Supplied data:
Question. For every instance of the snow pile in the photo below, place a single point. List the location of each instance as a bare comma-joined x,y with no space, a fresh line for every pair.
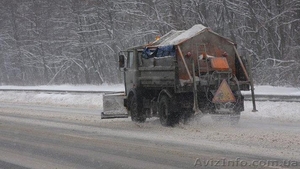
103,87
272,90
58,99
282,111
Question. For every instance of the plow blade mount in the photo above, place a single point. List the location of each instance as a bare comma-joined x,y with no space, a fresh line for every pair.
113,106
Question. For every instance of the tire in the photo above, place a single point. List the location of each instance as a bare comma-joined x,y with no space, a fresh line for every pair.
136,111
165,115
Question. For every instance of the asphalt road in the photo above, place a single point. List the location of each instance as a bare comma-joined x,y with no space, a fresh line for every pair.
55,137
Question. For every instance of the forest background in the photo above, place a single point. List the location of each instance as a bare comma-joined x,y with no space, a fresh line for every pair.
44,42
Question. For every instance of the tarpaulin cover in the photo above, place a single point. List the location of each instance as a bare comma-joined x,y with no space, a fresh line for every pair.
159,51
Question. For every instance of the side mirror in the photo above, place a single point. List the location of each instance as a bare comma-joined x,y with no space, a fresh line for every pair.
121,61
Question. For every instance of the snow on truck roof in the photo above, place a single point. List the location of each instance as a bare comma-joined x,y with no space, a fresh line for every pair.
175,37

Exercise details:
Copy out exactly the lines running from the line with "Question. For every instance of the asphalt" to the end of the records, inclusive.

Solution to the exercise:
Question. For every instance of the asphalt road in the photo above, place a single point. List the location of each instance as a bare comma-joined x,y with no space, a fresh line for every pair.
55,137
Question. For every instance of the forest background in the photo above, place a single point. List the location of each instance as a bare comma-joined x,y with no space, a fresh line for every pair.
44,42
Question. For every instance of the tarpaulin cover in the photo above, place a single point. List the location of each instance as a bare comma-joined x,y with no space, a fresh line for every pair.
159,51
Question. For every instance of the side mirror in the photo above, place a single point. List the location of each instance as a bare comma-joined x,y with no space, a fresh line for every pair.
121,61
Question. For every instance of the snow on truck roof in the photo above, place a single point. List the location of each instance as a bare comma-joined x,y with no space, a fresh line for every pair.
175,37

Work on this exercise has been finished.